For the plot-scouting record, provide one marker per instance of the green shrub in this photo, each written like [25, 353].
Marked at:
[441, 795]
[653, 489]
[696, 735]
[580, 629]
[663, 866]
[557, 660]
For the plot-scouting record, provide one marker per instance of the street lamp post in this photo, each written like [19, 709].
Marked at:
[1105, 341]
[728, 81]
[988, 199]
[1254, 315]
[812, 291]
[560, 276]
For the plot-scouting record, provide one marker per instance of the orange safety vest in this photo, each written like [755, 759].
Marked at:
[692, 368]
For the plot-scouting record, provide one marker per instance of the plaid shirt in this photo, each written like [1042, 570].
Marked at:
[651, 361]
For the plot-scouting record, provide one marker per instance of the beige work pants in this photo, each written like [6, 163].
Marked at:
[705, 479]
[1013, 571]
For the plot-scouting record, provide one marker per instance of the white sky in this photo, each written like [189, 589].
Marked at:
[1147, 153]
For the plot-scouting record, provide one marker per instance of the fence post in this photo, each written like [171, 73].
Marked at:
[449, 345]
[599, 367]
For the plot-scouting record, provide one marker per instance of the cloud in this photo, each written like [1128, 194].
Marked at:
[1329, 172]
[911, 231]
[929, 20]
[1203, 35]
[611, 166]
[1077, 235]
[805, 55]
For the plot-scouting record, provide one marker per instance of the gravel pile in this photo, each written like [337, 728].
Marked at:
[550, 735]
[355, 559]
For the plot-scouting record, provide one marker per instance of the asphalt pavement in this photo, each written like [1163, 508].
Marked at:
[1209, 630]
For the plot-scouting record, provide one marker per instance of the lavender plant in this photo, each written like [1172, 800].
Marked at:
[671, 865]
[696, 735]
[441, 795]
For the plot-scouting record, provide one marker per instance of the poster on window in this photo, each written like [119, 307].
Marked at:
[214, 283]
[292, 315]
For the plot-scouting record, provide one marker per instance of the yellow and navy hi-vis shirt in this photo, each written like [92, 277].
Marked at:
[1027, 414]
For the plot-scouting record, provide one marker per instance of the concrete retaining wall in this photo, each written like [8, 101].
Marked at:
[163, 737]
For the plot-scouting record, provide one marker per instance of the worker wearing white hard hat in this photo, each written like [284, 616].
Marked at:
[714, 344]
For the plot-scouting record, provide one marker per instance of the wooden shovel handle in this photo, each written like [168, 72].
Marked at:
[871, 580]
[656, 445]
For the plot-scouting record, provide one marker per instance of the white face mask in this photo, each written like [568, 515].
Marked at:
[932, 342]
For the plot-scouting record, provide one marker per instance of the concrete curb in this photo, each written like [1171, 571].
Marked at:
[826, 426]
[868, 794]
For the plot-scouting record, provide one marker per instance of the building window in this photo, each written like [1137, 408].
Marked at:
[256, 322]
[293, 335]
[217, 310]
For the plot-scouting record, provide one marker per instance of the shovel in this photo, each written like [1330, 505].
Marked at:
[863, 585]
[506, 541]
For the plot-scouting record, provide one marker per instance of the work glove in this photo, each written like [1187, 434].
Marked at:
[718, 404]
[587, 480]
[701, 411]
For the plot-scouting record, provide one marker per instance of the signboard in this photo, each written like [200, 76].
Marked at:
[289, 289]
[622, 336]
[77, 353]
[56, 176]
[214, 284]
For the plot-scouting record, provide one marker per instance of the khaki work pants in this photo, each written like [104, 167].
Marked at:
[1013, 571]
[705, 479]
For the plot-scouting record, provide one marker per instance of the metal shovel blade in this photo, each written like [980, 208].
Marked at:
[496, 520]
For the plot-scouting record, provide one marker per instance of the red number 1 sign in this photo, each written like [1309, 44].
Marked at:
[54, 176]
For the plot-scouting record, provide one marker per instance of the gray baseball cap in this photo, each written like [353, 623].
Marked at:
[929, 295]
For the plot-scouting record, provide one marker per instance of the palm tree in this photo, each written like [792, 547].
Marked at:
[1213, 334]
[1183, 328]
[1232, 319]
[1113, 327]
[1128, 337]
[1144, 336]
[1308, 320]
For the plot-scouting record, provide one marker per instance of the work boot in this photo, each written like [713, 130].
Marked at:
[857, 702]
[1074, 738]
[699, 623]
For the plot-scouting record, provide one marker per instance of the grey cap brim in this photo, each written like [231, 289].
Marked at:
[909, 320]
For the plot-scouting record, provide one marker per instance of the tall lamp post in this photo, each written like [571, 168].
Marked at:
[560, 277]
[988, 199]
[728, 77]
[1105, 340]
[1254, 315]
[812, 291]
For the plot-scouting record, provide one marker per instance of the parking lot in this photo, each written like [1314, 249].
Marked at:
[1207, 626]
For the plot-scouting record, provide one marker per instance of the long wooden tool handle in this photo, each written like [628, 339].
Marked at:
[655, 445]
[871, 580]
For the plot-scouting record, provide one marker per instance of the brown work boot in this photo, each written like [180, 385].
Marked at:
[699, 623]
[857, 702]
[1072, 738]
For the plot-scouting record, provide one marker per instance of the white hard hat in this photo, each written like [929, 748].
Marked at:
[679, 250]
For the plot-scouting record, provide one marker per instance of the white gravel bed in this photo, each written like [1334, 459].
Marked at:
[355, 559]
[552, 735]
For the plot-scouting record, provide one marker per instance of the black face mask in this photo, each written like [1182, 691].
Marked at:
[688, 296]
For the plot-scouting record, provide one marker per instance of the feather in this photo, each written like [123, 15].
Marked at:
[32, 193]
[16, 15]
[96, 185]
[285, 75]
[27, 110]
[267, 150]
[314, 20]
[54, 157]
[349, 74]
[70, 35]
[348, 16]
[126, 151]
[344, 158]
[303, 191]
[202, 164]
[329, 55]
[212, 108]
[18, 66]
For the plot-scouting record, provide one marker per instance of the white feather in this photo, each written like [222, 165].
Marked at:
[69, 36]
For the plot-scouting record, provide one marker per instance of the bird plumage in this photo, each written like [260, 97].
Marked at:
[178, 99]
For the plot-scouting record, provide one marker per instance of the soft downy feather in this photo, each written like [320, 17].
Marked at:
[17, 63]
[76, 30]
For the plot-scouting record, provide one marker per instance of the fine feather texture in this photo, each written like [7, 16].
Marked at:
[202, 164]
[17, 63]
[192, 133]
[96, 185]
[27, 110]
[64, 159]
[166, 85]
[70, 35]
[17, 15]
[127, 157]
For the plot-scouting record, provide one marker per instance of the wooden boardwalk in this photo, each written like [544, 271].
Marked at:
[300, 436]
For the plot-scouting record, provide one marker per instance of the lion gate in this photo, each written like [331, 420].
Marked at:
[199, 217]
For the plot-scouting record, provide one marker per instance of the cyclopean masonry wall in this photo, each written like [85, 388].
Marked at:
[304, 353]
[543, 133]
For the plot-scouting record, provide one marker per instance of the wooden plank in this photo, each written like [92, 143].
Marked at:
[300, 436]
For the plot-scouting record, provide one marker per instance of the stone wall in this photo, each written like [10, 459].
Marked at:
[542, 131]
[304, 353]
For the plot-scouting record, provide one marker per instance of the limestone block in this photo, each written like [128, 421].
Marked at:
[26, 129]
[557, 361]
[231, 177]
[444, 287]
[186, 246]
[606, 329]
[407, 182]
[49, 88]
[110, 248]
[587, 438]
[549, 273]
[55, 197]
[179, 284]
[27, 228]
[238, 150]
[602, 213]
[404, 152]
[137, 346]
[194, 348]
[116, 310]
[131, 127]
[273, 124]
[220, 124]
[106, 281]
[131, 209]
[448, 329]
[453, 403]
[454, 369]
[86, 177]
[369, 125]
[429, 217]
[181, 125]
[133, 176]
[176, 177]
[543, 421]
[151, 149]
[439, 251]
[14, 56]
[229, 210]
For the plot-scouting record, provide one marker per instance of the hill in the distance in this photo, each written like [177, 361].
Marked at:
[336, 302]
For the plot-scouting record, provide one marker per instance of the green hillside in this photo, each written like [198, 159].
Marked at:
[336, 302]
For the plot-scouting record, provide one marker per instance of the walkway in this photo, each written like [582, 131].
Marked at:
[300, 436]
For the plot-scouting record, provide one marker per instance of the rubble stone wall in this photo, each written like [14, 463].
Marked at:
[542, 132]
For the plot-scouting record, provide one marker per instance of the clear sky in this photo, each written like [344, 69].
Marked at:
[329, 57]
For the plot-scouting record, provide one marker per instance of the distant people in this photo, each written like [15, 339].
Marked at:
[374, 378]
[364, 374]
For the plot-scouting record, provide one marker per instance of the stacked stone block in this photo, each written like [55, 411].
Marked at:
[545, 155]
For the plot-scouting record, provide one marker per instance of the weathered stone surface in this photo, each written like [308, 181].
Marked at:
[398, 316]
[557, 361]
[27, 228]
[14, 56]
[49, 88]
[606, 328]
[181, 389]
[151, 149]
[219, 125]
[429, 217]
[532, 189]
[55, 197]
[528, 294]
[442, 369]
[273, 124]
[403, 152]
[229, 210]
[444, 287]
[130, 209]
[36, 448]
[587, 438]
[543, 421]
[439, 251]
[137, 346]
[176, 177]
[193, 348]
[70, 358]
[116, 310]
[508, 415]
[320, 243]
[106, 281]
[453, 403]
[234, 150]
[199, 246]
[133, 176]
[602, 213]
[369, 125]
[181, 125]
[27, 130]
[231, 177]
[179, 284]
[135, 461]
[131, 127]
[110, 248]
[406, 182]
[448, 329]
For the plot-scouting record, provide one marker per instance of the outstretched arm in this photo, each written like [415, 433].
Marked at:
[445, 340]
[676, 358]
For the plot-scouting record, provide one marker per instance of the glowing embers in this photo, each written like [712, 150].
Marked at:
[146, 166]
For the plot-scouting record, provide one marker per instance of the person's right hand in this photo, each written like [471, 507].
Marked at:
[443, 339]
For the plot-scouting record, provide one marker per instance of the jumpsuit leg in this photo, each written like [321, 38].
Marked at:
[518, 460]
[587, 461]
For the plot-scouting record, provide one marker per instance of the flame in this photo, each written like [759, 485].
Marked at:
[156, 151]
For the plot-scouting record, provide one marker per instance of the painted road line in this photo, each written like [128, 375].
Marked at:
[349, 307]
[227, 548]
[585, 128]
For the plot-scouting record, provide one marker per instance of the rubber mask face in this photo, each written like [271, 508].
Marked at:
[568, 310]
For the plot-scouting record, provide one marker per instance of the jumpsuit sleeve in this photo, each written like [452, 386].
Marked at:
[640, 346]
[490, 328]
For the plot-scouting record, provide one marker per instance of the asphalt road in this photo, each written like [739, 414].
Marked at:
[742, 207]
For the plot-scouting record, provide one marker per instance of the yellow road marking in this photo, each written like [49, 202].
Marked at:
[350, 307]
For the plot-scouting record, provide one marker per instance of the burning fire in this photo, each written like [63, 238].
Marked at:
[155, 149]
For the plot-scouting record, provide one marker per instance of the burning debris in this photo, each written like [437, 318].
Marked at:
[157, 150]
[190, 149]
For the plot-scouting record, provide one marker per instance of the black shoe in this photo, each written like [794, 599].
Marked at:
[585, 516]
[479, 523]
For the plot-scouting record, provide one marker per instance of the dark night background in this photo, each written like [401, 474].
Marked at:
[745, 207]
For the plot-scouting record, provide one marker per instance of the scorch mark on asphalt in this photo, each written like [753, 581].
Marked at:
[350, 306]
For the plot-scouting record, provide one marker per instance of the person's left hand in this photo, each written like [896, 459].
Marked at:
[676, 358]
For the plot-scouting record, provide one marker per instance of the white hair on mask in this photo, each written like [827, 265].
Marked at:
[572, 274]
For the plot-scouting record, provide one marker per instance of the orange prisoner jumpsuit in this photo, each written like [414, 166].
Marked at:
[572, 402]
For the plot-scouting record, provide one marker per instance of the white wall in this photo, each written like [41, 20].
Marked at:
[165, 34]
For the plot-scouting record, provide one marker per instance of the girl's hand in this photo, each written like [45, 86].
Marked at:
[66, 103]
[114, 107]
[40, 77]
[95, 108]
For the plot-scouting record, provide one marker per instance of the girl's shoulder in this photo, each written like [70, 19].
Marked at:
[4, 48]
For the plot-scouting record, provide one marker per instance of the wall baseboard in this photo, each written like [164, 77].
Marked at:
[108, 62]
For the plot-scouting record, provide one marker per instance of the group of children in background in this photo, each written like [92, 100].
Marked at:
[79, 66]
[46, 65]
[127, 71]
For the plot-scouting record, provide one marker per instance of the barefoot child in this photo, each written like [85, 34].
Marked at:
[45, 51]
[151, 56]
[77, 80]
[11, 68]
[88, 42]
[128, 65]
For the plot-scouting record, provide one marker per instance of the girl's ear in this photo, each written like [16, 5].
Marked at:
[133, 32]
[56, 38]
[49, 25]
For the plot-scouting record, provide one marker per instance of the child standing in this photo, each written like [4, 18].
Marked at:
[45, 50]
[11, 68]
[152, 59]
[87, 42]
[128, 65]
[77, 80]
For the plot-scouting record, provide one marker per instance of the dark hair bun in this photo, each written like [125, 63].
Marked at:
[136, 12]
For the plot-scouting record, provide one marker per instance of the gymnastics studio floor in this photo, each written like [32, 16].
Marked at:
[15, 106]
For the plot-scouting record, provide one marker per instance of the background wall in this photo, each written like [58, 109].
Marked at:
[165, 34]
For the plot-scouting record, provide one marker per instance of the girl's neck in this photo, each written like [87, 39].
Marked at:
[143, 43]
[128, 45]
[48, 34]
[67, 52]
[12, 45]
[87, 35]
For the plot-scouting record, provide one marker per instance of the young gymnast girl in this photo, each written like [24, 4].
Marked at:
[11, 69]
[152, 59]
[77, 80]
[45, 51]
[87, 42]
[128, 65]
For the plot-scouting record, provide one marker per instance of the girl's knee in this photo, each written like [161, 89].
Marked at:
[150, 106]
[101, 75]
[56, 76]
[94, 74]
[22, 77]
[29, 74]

───

Task prompt: Quote everything in the records from the line containing "like [353, 623]." down to the line containing "[1308, 320]", both of those lines included, word for word.

Written answer:
For the plot-scouting record, provide one marker per instance of the gray baseball cap in this photo, each written like [353, 623].
Marked at:
[929, 295]
For the plot-scouting record, provide one marker per instance of the palm tree in this photo, each written like [792, 547].
Marked at:
[1213, 334]
[1183, 328]
[1232, 319]
[1113, 327]
[1128, 337]
[1144, 336]
[1308, 320]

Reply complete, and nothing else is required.